» Extract
A scan of the past few days in FacebookLand yields nothing but bad news.

But there was a glimmer of hope in today’s news: Former Facebook board member and Zuckerberg mentor Donald Graham, once the scion of the Washington Post (that title now belongs to Amazon’s Jeff Bezos), argued in an Op Ed yesterday: “Don’t Regulate Facebook.” Why? Because “regulation is political” and politics should be kept away from platforms that support free speech.

Writes Graham: “If you want Google, Facebook and other tech companies regulated, you are asking for a system in which President Trump — or (perhaps in the future) President Elizabeth Warren — plays a role in deciding what goes on your Facebook page or what flows from your Google search. Is that really what you want?”

Well, in a way, yes, but this is a red herring. Those in favor of regulation want their government to act as…well…a governor over the market failures of technology companies. That’s kind of the point of business regulation, and of government itself: To express the will of a citizenry that has determined that private companies have overstepped and are taking advantage.

Insofar as the president — whoever that may be — is part of the government, then sure, the president is involved. But the truth is far more pedestrian — presidents rarely get involved in settled regulatory management. They can help set policy, but they don’t actively manage it. Graham’s approach amounts to a facile scare tactic, the kind we’ve seen before:


Graham has some other choice arguments for why we shouldn’t regulate the tech giants, and I disagree with most of them as well. He argues, for example, that regulators slow down corporate innovation, and don’t really understand the industry they regulate. That’s certainly true in some cases. But it seems Big Tech needs to slow down a bit — that’s kind of the point of this debate, no? And sure, policymakers have been ignorant about the impact of tech companies on our society. Addressing that ignorance seems paramount to securing our democracy, not antithetical to it.

Graham then gives us another reason to avoid regulation: “The most important control over Facebook — greater than anything governments could come up with — is the ability of its users to quit.”

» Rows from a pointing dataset
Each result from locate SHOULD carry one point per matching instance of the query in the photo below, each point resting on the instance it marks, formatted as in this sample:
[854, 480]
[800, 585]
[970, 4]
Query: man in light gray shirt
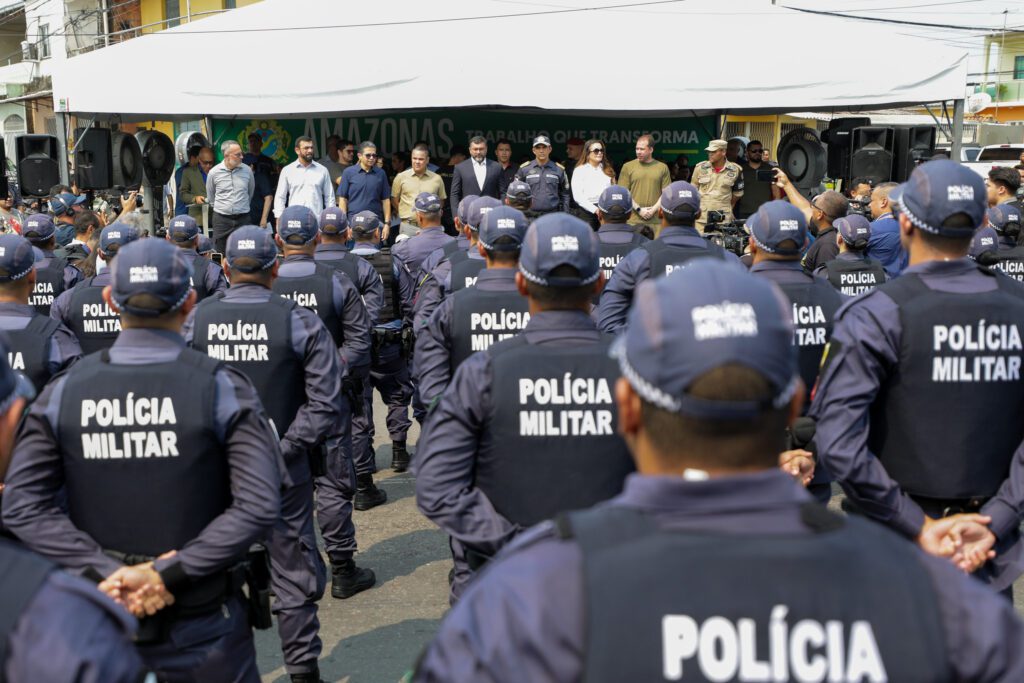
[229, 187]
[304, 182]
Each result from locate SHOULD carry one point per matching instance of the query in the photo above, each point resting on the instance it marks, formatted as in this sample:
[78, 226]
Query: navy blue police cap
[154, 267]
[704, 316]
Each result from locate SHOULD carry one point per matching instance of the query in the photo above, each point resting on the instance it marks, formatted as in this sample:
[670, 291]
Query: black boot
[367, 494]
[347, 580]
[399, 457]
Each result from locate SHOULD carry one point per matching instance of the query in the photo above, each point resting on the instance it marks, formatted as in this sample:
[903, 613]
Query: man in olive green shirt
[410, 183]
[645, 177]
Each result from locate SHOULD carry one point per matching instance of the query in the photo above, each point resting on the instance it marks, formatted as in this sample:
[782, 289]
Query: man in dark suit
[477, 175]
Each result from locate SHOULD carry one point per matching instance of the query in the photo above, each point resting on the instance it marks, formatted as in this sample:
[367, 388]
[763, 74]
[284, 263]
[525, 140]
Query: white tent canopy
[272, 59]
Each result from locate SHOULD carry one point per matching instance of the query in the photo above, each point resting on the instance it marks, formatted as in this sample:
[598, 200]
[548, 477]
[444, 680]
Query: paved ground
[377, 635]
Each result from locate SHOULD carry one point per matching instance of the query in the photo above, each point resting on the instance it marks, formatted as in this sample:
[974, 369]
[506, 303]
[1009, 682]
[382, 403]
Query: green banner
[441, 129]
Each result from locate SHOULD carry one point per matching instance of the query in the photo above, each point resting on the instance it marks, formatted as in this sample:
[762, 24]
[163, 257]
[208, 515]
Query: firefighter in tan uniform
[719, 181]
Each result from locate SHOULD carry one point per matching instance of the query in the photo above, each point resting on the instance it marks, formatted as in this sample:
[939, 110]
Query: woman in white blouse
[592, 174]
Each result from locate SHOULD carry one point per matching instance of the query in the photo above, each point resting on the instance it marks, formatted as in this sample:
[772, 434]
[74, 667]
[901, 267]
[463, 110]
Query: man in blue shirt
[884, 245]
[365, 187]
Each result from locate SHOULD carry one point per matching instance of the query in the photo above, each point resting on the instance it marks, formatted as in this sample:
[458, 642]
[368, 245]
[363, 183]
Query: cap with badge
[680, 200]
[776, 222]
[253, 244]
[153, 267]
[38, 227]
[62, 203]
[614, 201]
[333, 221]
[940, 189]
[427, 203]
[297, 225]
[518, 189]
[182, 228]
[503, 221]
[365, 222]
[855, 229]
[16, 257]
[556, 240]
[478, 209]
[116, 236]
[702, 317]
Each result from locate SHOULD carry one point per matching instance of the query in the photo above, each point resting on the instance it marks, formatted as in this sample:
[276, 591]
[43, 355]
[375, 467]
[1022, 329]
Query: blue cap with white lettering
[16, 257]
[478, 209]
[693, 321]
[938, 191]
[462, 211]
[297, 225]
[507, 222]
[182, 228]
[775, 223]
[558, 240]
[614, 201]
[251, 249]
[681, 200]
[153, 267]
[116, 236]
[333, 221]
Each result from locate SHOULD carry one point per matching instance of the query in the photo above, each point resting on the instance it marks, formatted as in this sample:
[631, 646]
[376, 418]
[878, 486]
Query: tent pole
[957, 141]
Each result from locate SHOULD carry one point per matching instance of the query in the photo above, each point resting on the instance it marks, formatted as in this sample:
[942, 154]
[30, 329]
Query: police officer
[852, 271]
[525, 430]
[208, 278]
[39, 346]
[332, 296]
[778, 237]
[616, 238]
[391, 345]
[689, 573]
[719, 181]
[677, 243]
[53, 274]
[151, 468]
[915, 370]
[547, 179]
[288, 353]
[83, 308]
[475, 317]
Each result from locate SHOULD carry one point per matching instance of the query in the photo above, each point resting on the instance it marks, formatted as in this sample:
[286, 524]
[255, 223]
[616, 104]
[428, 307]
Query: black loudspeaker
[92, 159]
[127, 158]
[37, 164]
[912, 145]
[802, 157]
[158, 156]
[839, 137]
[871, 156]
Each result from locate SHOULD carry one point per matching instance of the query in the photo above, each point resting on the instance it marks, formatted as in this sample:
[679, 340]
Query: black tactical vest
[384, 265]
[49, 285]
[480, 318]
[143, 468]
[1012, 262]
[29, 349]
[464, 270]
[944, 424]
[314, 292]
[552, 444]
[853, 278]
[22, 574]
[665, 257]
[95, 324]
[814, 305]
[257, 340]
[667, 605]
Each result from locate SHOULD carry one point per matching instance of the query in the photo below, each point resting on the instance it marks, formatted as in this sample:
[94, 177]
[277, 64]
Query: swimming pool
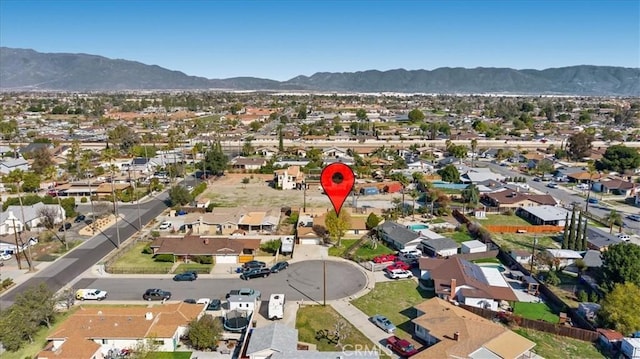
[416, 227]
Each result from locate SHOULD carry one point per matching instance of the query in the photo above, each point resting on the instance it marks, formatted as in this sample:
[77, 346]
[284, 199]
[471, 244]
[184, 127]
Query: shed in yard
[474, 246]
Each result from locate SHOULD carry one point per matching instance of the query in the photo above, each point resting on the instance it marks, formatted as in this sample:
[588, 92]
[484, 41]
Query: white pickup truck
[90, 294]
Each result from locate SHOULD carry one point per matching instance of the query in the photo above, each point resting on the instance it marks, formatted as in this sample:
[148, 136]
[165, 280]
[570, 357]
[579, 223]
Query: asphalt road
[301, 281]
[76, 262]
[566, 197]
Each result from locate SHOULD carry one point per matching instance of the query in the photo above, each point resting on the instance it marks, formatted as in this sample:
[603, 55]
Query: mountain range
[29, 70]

» Set task
Reproduce the commentary on regulating Facebook from above in full, word for word.

» Result of this task
A scan of the past few days in FacebookLand yields nothing but bad news.

But there was a glimmer of hope in today’s news: Former Facebook board member and Zuckerberg mentor Donald Graham, once the scion of the Washington Post (that title now belongs to Amazon’s Jeff Bezos), argued in an Op Ed yesterday: “Don’t Regulate Facebook.” Why? Because “regulation is political” and politics should be kept away from platforms that support free speech.

Writes Graham: “If you want Google, Facebook and other tech companies regulated, you are asking for a system in which President Trump — or (perhaps in the future) President Elizabeth Warren — plays a role in deciding what goes on your Facebook page or what flows from your Google search. Is that really what you want?”

Well, in a way, yes, but this is a red herring. Those in favor of regulation want their government to act as…well…a governor over the market failures of technology companies. That’s kind of the point of business regulation, and of government itself: To express the will of a citizenry that has determined that private companies have overstepped and are taking advantage.

Insofar as the president — whoever that may be — is part of the government, then sure, the president is involved. But the truth is far more pedestrian — presidents rarely get involved in settled regulatory management. They can help set policy, but they don’t actively manage it. Graham’s approach amounts to a facile scare tactic, the kind we’ve seen before:


Graham has some other choice arguments for why we shouldn’t regulate the tech giants, and I disagree with most of them as well. He argues, for example, that regulators slow down corporate innovation, and don’t really understand the industry they regulate. That’s certainly true in some cases. But it seems Big Tech needs to slow down a bit — that’s kind of the point of this debate, no? And sure, policymakers have been ignorant about the impact of tech companies on our society. Addressing that ignorance seems paramount to securing our democracy, not antithetical to it.

Graham then gives us another reason to avoid regulation: “The most important control over Facebook — greater than anything governments could come up with — is the ability of its users to quit.”